ACTIVITIES:
A) Translate this sentence from the forum post on M1 carbines into Spanish: "The cartridge is fairly potent, more so than a 9mm carbine, more like a .357 Magnum carbine."
B) Write the next part of the forum post on M1 carbines, picking up after its last sentence.

My Mini Thirty didn't like Tula however another poster was telling us about a spring change for the firing pin that can resolve this figure I 'll give it a try then post a range report.


----------



## TLock762x51 (Nov 14, 2012)

I haven't seen any M1 carbines for anywhere near $350 for quite some time...except perhaps for Universals, many of which are less-than-desirable (the later models, the earlier versions are supposed to be pretty good, perhaps every bit as good as the surplus, but they usually bring the higher price, as well).

I have 2 M1 carbines. They're great little rifles. The cartridge is fairly potent, more so than a 9mm carbine, more like a .357 Magnum carbine. As mentioned, easy to shoot, little recoil, very light and handy, probably effective to at least 150 yards, perhaps even 200-250 yards. I'm glad to own them, and I won't be parting with them.

However...for someone to look to acquire one now, purely for the purpose of a "prepper" rifle? It wouldn't be high on my list of recommendations. First, they are now rather pricey...the cheapest rifles I'd expect to find would be about $550 and up. The average price is probably closer to $750. Second, if you want 30 round magazines, there are a lot of poor quality commercial copies out there, that generally don't work. You have to spend a good amount of time and energy learning the makers and markings of the better 30 rounders. Then once you find them...they ain't cheap! Reliable 15 rounders aren't as difficult to find, or as expensive, but you still need to know what you're doing before you start investing in them. Third, ammo is not easily found, and it's not terribly cheap. The most available and least expensive right now is usually steel-cased...which is probably a bad idea in these rifles. I've heard that extractors tend to wear out rather quickly with steel cases, and replacement extractors can be a bit tricky to find, not to mention finding parts of any type during a SHTF situation.

RAW DATA:

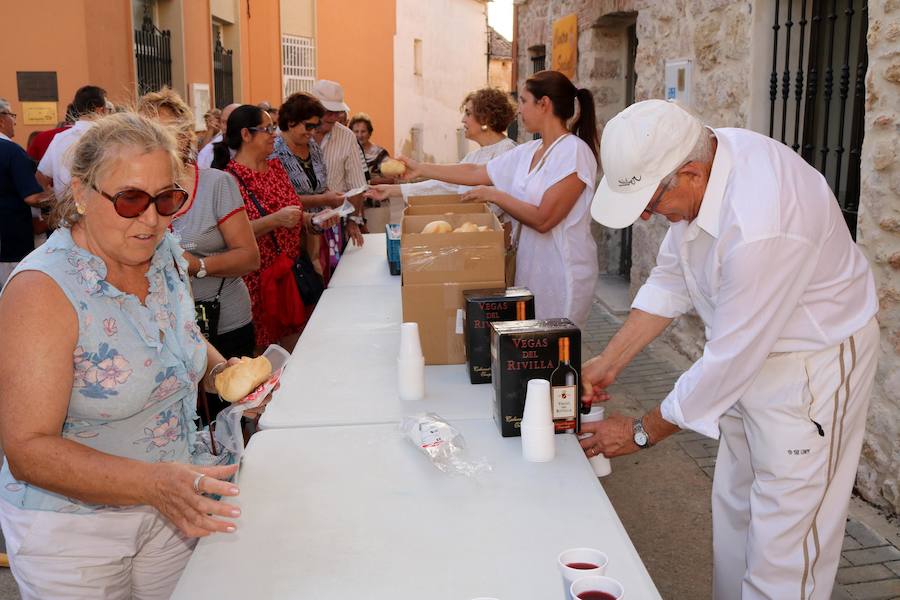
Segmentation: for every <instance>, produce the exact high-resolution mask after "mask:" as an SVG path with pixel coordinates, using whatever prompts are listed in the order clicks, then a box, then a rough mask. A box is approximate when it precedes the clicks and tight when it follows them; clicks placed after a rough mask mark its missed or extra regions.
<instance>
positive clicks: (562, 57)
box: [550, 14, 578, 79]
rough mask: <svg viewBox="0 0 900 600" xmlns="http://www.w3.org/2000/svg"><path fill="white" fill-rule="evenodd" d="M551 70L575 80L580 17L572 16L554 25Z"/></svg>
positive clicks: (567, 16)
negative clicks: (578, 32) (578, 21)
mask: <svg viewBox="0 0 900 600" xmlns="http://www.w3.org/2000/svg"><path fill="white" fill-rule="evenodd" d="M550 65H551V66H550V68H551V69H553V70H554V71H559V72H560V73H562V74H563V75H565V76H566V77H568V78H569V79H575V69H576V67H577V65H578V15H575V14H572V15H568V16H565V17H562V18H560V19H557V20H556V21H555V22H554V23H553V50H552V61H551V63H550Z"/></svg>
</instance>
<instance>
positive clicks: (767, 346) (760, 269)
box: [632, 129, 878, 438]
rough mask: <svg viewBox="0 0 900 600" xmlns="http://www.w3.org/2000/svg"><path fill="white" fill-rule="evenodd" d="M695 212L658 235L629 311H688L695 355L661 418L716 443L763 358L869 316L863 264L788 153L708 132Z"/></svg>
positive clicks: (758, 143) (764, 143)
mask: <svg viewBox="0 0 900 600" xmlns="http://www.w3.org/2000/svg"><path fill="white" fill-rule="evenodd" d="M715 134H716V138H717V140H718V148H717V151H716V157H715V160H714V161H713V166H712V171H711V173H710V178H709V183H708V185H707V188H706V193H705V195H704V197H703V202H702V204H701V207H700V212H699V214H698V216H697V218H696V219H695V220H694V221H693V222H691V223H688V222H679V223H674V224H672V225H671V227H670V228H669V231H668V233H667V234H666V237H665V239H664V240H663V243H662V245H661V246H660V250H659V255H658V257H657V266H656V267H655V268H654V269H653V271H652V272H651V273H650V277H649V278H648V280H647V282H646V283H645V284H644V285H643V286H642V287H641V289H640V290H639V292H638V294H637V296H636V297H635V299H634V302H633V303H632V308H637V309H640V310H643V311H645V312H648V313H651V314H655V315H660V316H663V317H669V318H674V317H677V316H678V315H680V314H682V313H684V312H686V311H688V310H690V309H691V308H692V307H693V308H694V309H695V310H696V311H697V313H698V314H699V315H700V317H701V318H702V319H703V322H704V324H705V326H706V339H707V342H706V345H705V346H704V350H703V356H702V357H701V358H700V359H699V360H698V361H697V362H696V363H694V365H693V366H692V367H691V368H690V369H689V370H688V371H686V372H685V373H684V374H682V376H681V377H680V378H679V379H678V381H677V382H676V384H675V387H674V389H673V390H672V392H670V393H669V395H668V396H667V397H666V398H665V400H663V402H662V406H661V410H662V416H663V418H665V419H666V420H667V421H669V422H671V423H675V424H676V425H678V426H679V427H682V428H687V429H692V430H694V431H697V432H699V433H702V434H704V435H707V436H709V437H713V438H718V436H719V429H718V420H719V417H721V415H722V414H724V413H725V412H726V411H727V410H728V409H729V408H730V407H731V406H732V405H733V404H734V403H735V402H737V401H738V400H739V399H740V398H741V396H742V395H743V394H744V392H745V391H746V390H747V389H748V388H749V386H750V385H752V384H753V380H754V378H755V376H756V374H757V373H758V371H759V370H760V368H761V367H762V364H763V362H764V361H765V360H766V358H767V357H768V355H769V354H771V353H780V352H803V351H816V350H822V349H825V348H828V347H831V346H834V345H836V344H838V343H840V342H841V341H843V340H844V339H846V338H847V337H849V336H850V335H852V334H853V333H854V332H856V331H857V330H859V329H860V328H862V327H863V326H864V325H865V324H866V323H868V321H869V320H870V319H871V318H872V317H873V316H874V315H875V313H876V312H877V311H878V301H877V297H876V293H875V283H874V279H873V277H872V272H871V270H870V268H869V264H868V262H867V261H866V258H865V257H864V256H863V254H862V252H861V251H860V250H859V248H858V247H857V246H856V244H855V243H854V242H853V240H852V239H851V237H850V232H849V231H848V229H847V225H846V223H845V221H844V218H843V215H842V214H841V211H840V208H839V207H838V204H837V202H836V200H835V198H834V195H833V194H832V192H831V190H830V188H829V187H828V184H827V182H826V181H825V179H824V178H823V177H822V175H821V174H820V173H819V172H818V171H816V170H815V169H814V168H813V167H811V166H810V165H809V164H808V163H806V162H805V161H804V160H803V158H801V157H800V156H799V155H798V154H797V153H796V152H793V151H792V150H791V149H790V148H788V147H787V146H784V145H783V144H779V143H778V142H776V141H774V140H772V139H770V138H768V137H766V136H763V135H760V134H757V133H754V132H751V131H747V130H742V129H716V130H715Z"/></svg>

RESPONSES:
A) El cartucho es bastante potente, más que una carabina de 9 mm, más parecido a una carabina .357 Magnum.

B)
Another consideration is that, many people embrace the carbine philosophy so that their rifle and pistol can use the same ammunition. With the .30 carbine, your only pistol choices, AFAIK, would be the AMT Automag III, an 8+1 round SS brick of a SA semiauto, with a somewhat dubious reputation for reliability...they're heavy, mags are likely not easily found nor cheap, and the company is out of business, so good luck finding spare parts. The only other pistol option is the Ruger Blackhawk, a SA revolver. So, basically...if you want a carbine that fires the same ammo as your pistol, this is not a real option.

Tim


----------



## Infidel (Dec 22, 2012)

ekim said:


> M1's for $350.00 each. Were they scrap or what? That seems quite cheap, even for the new crap being put out now.


No they were probably Universal rifles. These were not built for the US Gov't, they were built after WWII for the civilian market and were prone to issues although I can't remember what those issues were off hand. Some people had good luck with them but a lot of people had issues hence why they sell so cheap. Actual US Issue M1 Carbines go for a whole hell of a lot more than $350. At that price though I might be tempted to buy one if it looked good and would shoot. I haven't even seen a Universal gun going that cheap around here in a long time.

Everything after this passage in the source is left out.